Task to complete - Go through the data from its first line and retype each line, stopping once the line containing "negative clicks: (570, 336) (588, 359)" has been retyped.

Stored data -
..........

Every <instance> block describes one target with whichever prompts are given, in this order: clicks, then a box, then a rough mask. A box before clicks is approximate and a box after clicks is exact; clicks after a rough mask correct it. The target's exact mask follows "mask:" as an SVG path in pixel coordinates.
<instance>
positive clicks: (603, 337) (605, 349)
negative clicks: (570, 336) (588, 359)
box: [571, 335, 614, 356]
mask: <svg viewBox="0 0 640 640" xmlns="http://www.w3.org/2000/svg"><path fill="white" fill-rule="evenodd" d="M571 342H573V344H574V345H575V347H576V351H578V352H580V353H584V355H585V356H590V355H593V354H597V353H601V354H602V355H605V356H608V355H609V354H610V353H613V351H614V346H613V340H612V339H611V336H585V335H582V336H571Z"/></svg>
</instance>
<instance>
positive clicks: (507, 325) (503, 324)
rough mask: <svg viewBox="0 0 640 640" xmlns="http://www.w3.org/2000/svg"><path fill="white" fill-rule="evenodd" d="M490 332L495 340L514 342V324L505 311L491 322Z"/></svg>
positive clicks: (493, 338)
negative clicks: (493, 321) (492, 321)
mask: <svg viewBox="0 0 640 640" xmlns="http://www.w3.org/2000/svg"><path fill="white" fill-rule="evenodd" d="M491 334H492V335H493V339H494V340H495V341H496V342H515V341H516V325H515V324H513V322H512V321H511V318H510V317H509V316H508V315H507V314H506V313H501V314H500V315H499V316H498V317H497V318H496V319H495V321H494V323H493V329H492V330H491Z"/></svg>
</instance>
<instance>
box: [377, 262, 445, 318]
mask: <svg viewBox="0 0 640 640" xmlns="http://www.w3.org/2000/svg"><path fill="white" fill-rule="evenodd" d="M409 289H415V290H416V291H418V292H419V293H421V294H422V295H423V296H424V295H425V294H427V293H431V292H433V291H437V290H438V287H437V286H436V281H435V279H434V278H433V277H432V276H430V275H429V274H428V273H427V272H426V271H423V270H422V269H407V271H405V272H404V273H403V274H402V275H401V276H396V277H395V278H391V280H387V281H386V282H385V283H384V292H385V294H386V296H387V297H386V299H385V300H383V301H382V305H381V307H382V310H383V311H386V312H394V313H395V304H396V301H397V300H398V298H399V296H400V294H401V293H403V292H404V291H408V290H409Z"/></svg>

..........

Answer for the task -
Every <instance> block describes one target with whichever prompts are given, in this order: clicks, then a box, then a rough mask. A box before clicks is approximate and a box after clicks is exact; clicks after a rough mask correct it. The target's exact mask follows "mask:" as an SVG path in pixel coordinates.
<instance>
positive clicks: (603, 337) (605, 349)
negative clicks: (570, 336) (588, 359)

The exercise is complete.